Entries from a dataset
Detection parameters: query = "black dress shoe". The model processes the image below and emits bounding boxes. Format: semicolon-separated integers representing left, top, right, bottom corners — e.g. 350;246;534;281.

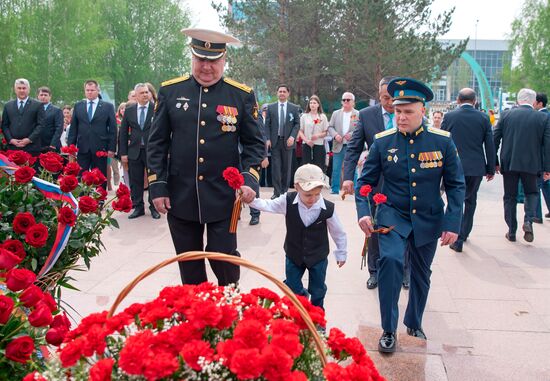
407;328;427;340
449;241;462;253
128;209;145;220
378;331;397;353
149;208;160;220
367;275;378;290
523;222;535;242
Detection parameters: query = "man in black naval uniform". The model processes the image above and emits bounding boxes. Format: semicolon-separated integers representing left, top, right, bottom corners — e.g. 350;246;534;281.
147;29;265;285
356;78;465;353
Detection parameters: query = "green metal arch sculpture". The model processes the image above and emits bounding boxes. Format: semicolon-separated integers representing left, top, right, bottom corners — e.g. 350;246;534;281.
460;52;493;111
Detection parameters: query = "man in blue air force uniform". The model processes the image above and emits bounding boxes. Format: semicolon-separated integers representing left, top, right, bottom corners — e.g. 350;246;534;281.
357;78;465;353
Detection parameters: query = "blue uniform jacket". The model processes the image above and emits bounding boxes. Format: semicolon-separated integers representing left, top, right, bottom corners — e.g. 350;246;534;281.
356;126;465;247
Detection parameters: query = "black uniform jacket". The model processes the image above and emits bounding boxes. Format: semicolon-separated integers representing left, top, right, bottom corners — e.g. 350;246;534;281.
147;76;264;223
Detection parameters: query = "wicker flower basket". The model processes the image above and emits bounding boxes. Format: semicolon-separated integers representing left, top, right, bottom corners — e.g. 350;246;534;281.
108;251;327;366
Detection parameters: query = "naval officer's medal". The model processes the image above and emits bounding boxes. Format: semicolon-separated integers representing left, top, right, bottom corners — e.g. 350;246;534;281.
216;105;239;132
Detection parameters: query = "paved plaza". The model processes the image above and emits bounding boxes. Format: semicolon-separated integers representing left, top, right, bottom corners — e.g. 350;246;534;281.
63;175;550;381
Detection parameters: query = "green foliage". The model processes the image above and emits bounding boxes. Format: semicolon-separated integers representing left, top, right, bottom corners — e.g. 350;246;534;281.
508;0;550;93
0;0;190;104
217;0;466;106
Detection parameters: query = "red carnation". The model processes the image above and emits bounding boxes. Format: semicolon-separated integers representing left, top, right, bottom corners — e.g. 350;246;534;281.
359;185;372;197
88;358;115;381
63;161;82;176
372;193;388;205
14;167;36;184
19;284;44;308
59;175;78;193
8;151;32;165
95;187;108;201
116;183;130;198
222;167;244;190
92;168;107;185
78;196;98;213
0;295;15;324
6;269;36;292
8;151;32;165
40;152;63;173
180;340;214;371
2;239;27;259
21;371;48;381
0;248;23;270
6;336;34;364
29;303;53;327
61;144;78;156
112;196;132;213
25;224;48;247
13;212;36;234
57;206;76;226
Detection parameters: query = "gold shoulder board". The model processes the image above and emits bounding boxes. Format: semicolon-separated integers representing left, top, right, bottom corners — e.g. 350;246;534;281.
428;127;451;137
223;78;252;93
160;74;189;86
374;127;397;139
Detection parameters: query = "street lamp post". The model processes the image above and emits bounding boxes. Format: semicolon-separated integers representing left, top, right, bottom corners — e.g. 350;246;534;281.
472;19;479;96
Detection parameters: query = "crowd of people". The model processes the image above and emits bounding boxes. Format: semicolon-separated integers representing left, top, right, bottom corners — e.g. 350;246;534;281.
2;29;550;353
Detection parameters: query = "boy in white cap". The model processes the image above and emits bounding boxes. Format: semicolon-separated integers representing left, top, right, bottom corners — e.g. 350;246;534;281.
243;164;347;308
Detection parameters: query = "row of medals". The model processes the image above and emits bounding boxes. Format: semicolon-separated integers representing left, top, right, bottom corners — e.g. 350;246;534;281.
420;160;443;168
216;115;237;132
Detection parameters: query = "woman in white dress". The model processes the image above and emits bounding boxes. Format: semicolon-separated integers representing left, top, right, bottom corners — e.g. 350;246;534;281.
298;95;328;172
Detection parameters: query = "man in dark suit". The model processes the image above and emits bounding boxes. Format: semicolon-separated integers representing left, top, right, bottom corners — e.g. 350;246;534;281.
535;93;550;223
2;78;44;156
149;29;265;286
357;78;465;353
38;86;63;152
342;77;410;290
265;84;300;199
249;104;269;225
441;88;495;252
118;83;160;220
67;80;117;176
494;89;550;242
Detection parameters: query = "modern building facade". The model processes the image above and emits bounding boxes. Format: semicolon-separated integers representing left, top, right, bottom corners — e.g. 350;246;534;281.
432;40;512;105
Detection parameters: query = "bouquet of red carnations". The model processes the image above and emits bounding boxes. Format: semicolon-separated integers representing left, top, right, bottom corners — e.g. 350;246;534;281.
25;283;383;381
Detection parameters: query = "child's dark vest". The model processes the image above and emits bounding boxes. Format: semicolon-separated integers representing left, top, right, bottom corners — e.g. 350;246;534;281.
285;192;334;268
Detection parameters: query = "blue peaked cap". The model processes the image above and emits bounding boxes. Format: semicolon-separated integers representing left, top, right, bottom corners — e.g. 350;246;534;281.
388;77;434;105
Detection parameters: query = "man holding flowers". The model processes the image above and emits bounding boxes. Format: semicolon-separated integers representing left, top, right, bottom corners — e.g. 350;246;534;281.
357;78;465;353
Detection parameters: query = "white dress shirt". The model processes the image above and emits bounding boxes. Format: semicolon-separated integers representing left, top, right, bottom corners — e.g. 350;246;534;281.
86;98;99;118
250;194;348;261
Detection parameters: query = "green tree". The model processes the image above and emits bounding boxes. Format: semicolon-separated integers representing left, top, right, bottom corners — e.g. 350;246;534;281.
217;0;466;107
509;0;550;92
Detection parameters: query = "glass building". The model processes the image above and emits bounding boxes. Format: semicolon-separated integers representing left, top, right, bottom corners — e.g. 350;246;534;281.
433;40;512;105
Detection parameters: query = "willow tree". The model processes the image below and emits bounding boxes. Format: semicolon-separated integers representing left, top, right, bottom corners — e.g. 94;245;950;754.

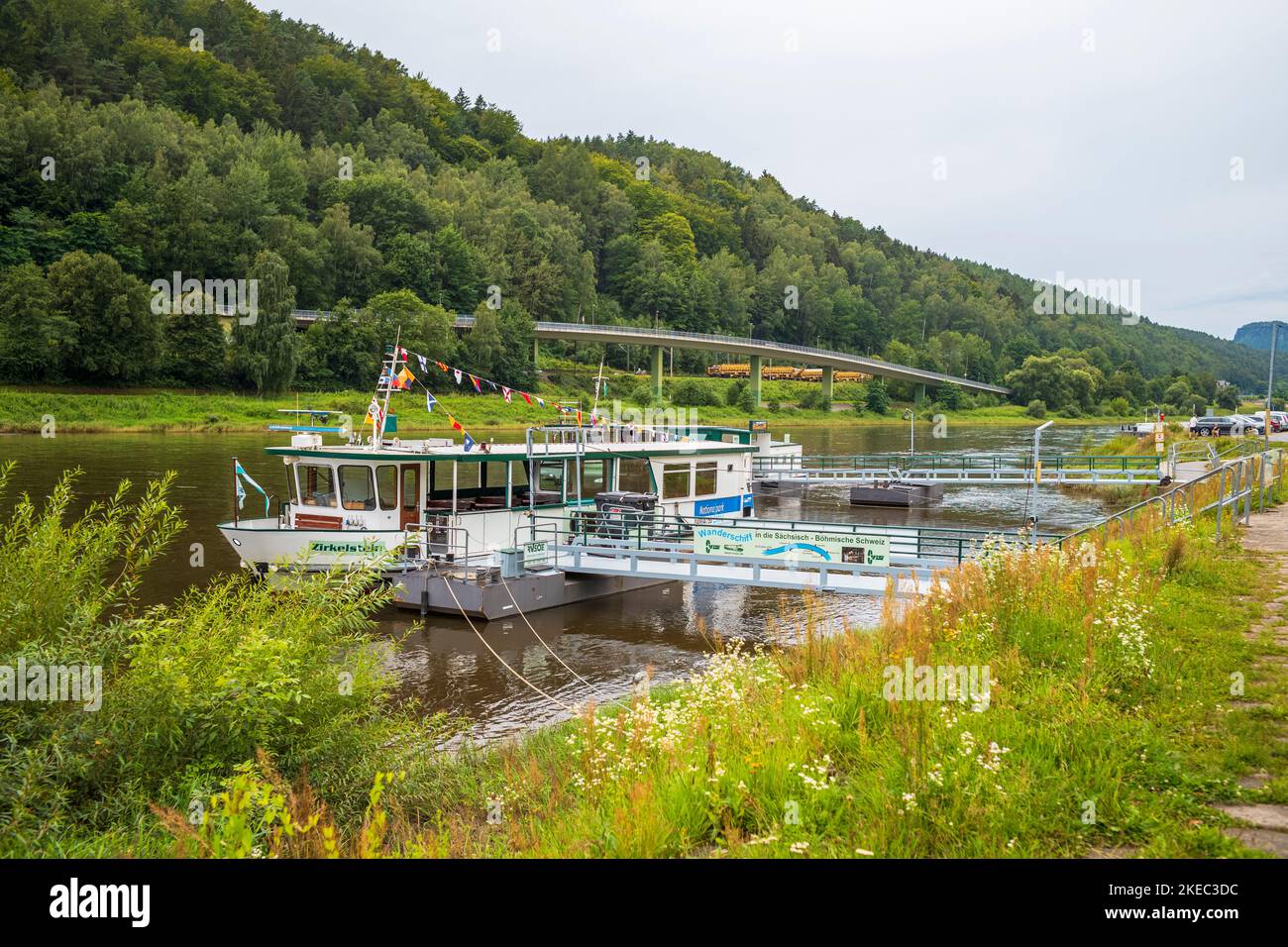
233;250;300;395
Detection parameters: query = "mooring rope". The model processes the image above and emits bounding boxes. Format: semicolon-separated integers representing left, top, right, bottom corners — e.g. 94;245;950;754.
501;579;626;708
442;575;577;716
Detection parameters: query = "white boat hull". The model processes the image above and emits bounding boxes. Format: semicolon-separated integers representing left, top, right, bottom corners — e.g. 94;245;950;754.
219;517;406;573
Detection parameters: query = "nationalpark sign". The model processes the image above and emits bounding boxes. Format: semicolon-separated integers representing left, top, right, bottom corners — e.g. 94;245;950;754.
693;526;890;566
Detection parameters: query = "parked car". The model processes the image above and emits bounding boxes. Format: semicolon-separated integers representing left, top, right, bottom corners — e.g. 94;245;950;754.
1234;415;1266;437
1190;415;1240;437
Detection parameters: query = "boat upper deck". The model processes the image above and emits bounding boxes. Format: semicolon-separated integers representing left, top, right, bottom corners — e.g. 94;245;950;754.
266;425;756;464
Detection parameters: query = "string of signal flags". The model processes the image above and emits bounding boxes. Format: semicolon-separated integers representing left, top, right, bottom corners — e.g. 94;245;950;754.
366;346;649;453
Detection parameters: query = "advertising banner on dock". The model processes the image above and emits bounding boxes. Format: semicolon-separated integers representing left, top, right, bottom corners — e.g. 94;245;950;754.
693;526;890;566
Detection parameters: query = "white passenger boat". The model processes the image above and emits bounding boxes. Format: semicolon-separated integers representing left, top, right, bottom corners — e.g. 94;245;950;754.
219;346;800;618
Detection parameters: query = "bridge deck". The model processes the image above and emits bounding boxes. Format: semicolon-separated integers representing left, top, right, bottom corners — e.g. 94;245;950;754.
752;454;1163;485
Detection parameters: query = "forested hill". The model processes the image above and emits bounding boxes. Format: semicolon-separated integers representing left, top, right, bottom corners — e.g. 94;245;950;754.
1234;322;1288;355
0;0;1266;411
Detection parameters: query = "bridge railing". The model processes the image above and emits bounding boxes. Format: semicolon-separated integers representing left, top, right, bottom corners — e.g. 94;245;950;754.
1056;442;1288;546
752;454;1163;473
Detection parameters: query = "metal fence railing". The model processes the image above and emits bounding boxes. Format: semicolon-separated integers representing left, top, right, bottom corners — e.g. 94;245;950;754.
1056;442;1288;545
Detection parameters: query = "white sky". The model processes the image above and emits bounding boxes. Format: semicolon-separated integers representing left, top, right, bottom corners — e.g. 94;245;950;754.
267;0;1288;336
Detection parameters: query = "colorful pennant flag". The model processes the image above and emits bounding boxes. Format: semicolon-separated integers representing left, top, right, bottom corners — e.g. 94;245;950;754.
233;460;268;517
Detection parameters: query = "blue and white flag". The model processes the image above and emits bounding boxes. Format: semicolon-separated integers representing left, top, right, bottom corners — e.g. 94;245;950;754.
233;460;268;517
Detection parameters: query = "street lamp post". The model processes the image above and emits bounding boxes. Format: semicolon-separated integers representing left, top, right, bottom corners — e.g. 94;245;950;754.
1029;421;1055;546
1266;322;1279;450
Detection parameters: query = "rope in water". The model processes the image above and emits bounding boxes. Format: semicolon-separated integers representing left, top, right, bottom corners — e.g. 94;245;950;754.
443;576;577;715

| What this task involves |
Please output the rows from the very first line through the line that contains "523;222;535;242" as a JSON list of strings, one string per line, with blank lines skipped. Leave the pictures out of the answer.

| Exercise answer |
[
  "Detection parameters: query = \"black dress shoe\". The model processes the image below and emits bounding boxes. Format: semicolon-separated integers representing left, top, right, bottom corners — e.g. 350;246;534;281.",
  "407;328;427;340",
  "449;241;462;253",
  "128;209;145;220",
  "378;331;397;353",
  "149;208;160;220",
  "367;275;378;290",
  "523;222;535;242"
]